▶ [Exercise aim]: All that is needed is the line containing "Batch processing job — object class: metal" together with each line after it, transcribed exactly to the end of the records.
....
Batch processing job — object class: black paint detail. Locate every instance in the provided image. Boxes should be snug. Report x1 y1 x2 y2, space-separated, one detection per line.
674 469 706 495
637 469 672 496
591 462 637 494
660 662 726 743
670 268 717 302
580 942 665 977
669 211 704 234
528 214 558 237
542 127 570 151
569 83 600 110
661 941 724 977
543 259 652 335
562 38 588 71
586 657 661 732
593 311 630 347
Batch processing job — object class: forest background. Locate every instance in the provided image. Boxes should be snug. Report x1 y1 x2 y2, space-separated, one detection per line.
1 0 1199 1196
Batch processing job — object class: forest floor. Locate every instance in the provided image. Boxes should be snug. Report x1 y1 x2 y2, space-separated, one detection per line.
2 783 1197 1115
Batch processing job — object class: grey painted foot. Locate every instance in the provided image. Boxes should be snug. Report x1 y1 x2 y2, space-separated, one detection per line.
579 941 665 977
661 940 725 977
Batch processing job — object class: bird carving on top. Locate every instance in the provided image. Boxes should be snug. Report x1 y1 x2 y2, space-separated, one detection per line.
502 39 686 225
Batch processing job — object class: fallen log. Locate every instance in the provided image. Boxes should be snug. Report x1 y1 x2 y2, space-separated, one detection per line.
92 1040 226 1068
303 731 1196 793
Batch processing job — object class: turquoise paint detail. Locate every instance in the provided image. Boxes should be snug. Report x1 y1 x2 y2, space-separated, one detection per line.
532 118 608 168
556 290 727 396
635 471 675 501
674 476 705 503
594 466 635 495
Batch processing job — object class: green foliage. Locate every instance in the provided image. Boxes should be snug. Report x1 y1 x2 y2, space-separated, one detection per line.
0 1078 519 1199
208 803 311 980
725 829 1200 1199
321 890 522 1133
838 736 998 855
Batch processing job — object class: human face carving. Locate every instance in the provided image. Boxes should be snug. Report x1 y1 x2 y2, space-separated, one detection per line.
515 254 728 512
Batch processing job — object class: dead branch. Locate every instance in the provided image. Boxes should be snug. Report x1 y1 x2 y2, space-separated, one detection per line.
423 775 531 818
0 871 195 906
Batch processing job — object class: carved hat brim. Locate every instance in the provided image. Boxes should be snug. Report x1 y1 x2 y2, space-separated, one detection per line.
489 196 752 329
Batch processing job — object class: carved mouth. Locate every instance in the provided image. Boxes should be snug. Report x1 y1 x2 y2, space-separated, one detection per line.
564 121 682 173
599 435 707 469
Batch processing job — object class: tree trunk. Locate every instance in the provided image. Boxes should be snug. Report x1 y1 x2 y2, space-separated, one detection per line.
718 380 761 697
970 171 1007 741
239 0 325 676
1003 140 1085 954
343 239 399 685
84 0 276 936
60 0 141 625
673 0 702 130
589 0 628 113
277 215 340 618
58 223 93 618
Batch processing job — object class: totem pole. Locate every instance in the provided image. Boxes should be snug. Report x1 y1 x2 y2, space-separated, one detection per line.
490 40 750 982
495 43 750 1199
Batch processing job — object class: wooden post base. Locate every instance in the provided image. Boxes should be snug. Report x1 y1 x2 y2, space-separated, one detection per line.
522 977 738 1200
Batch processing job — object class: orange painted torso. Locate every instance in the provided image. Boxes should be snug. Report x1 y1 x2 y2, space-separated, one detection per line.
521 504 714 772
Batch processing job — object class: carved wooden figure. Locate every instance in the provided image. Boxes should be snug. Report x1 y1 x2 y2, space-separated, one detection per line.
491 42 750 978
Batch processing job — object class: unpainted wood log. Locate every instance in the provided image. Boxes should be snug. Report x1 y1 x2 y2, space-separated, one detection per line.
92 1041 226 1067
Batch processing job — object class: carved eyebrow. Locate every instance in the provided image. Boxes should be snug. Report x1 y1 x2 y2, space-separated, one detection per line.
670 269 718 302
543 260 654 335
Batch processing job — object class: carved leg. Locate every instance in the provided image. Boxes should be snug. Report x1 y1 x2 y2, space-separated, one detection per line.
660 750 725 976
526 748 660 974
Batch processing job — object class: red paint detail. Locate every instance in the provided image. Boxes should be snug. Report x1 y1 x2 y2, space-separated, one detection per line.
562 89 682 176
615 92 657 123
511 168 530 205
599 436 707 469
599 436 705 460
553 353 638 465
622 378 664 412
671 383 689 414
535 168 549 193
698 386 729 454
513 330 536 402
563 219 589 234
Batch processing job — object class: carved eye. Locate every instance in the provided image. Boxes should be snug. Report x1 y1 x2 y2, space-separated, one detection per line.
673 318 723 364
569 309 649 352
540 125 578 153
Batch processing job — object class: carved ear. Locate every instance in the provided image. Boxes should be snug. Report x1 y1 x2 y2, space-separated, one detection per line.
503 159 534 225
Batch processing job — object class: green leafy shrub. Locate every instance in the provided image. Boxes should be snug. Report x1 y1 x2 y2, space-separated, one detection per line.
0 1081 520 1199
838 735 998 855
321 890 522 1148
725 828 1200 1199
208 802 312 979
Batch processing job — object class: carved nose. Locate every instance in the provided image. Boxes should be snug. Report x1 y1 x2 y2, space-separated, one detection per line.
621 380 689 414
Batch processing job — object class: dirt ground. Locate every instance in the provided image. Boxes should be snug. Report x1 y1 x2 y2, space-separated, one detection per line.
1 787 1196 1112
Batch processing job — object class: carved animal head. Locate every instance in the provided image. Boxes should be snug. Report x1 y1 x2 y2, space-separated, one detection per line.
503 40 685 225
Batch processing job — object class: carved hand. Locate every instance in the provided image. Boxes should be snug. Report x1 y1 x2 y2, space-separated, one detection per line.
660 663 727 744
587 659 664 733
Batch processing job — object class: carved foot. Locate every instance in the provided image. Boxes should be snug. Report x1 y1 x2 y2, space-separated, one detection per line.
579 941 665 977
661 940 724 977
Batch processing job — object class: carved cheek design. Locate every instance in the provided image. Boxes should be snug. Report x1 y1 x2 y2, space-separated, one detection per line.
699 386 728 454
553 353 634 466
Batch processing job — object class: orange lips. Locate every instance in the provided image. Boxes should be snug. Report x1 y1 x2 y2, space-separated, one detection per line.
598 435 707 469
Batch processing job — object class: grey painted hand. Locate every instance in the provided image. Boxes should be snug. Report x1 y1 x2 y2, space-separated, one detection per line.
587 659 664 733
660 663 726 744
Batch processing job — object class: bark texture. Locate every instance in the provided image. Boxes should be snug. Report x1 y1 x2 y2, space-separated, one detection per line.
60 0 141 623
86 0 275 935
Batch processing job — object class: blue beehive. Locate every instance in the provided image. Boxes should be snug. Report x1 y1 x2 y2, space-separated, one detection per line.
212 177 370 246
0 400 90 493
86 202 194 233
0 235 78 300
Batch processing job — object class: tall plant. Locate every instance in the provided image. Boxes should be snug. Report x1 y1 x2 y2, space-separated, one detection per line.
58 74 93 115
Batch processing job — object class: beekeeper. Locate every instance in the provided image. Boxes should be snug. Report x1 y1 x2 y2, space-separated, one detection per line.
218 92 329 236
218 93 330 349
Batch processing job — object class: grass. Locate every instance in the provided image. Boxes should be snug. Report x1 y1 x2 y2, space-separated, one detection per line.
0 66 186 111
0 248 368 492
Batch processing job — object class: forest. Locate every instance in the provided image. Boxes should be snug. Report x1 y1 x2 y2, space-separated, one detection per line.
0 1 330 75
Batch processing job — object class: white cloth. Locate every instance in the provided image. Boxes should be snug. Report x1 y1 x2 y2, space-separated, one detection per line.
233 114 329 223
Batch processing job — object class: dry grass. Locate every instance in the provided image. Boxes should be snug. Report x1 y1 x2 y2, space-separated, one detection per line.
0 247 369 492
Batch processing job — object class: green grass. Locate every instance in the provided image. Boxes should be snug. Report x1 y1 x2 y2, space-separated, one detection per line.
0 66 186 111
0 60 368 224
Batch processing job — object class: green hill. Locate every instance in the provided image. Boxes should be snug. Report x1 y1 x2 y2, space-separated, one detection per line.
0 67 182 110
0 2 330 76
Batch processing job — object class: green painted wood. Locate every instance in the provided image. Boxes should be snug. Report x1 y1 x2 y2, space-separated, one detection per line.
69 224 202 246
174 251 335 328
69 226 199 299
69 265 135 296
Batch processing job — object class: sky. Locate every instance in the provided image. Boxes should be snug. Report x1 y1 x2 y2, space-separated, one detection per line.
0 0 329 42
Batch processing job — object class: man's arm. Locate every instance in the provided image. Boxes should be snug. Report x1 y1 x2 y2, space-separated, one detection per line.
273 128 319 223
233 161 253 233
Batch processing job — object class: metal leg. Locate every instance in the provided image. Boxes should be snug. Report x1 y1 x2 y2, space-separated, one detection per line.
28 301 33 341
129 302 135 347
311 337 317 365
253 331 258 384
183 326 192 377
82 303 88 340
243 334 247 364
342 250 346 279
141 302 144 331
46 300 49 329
....
▶ [Answer to this exercise]:
Batch processing job — object class: metal leg. Locate every instance in the provided image. Boxes should be snug. Report x1 y1 x2 y2, space-separated, one detection per line.
28 301 33 341
129 302 135 347
311 337 317 365
253 331 258 384
183 326 192 377
82 303 88 340
243 334 247 364
342 250 346 279
141 302 144 331
46 300 49 329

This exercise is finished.